◆ Aim of the exercise
Copy out the data below word for word, with no pictures in your copy.

◆ Dataset entries

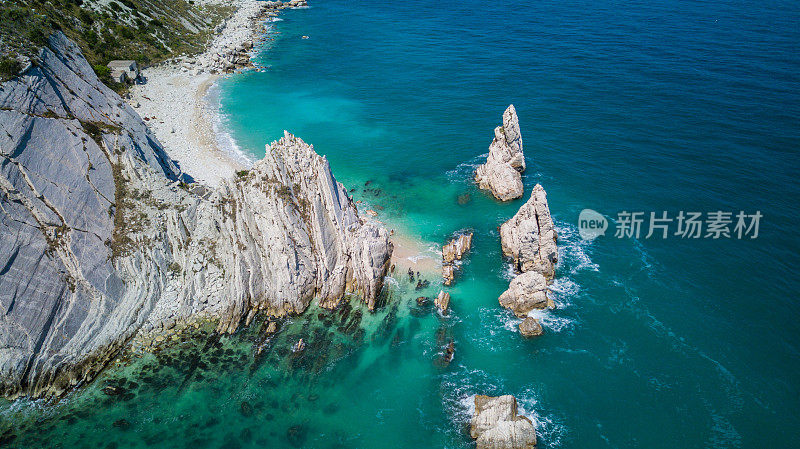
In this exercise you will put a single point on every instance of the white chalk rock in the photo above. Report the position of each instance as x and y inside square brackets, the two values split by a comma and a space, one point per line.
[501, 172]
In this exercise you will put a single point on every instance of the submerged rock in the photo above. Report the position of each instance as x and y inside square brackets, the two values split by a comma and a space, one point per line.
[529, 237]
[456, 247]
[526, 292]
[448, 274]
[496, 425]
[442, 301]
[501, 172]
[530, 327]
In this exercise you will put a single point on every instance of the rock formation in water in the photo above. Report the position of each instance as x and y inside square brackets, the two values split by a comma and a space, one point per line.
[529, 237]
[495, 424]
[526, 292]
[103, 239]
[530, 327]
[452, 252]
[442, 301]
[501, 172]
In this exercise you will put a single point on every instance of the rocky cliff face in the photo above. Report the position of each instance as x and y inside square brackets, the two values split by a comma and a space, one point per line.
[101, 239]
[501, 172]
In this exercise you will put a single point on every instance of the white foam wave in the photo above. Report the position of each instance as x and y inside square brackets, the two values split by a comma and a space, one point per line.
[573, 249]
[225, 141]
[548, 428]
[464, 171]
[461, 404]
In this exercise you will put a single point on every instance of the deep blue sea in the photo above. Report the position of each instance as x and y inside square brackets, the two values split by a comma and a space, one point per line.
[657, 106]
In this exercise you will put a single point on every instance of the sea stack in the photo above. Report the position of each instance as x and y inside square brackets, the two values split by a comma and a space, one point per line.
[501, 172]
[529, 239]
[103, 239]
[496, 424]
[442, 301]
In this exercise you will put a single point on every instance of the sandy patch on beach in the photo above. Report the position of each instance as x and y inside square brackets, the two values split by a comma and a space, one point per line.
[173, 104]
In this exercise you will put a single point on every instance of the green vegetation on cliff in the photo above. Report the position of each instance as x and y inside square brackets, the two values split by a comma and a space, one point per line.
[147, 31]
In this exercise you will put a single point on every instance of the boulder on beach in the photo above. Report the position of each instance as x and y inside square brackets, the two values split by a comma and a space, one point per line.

◆ Exercise solution
In this exercise you will put a single point on every instance of the white chalk rock in the photo above. Report the position of each instance as x and y inside square brackets, the two values split by a comma and a space, one point per line.
[501, 172]
In this exercise you will put a single point on every instance of the submerged rock in the photo above. Report the position of each instance as x and y inside square brackets, the two values split by a comma and a space, one point per line.
[529, 237]
[456, 247]
[526, 292]
[448, 274]
[496, 425]
[442, 301]
[501, 172]
[530, 327]
In this exercise you will put a single point on every instance of the rock formation in water in the photo above. Report the position of each instance as x and y inside square brackets, the two values split by a comma and a space, one point per line.
[529, 237]
[495, 424]
[526, 292]
[103, 239]
[530, 327]
[452, 252]
[442, 301]
[501, 172]
In this exercise you will put a single point on every instance of the rocky cliff face in the photo above. Report the position of each instance as x and y inside square brackets, the two values split by a comma and a space, one point per line.
[101, 239]
[501, 172]
In this exercise you will put a single point on every instance of the white foam wave in the photo above. Report the position of each instance as x and y inside square brackets, the two values split by a comma and a space, one point per line.
[573, 249]
[225, 141]
[548, 428]
[464, 171]
[461, 404]
In this exercise you will put a single point on every instance of the deep blue sea in the photo above. Report the position of each instance as x and y inside square brackets, the two values split by a comma and a space, one point per line.
[657, 106]
In this exercise you will put a single point on every instance of the sea stack in the photo above. Report the position of each instance as x and y inside square brackets, the two values split by a comma and a space, one point per line.
[501, 172]
[529, 239]
[103, 239]
[496, 424]
[442, 301]
In this exercise you will put a single point on every instance of the sandy patch on beach in the photo above. Report the position of each instance as x and y inside square brackets, the two values split by a comma and a space, one point per line.
[173, 104]
In this exercise you will put a single point on every instance of the green vegetation on cliff in the photo above. Report the position of each instance as x and y inside square brackets, the two values split by a comma and a space, one point per line.
[147, 31]
In this exercise you will put a single point on every instance of the boulder on beach in the photo above. Report the position of each instance as x and y inside square brackets, the two values split by a comma and a space, one point per line.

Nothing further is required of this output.